* **Named-object pointing entries**
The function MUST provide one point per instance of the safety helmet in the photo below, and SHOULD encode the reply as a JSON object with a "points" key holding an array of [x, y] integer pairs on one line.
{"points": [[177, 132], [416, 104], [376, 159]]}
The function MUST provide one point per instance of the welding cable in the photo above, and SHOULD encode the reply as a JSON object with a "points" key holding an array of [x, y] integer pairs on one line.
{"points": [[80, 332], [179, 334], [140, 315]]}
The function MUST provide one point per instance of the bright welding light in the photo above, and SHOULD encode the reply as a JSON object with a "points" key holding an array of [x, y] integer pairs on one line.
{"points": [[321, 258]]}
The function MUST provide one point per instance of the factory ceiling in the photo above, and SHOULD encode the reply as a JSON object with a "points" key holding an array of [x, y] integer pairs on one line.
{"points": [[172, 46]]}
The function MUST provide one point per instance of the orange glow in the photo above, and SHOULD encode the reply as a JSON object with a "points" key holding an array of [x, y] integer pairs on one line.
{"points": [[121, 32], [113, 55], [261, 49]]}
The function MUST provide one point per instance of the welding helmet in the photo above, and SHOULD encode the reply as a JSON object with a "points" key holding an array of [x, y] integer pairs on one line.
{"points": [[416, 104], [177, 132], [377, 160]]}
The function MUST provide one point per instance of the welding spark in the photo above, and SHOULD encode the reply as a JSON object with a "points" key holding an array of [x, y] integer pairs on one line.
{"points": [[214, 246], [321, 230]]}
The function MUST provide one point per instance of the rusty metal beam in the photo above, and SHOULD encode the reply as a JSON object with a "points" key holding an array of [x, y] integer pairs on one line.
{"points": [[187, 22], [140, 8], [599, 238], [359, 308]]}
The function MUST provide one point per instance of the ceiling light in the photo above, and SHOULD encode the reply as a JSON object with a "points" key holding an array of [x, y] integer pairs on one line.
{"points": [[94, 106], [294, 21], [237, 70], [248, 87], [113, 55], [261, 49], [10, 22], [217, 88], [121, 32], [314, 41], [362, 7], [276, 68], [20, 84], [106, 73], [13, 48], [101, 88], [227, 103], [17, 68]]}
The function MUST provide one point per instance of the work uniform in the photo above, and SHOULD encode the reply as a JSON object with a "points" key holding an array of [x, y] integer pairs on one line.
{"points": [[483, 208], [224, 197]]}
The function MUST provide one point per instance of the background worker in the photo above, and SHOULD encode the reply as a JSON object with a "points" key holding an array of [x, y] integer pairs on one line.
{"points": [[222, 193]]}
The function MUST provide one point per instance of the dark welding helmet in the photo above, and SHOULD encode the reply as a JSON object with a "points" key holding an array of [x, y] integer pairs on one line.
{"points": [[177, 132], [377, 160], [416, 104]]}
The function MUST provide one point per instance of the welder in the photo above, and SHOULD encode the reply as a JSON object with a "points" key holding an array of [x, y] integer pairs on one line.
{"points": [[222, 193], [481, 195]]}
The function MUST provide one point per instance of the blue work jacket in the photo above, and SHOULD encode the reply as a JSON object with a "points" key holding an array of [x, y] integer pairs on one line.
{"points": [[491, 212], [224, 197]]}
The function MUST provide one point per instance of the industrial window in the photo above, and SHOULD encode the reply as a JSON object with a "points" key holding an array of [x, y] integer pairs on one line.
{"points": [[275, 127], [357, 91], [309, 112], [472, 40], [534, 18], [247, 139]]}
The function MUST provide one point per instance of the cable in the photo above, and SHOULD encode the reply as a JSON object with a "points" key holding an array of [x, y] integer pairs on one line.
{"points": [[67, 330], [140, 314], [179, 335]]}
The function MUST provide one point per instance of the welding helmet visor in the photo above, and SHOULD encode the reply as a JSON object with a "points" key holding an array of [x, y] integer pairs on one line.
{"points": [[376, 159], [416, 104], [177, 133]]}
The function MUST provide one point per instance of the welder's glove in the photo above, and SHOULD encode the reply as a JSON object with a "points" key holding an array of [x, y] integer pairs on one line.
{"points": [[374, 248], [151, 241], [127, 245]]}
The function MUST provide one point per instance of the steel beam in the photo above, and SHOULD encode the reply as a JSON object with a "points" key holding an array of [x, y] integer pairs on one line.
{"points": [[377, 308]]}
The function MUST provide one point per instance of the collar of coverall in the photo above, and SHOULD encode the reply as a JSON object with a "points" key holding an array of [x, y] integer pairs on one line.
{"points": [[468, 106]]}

* **TASK TO CARRY OUT**
Please reproduce the items from the line holding "The function MUST provide one point per instance of the steel" through the end of the items, inclusive. Keep each request unchanged and increase every coordinate in the answers by 4.

* **RIGHT ANSWER**
The function MUST provide one point per instance of the steel beam in the photo above, and SHOULD encode the reply as a JSON object with a "points" key holding an array of [x, y] integer pairs on one line.
{"points": [[381, 312]]}
The function MUST provide one point per instance of the collar of coverall in the photo above, and SHOULD encode the reply as a JSON object with a "points" key holding an array of [x, y] integer pairs on one line.
{"points": [[472, 110]]}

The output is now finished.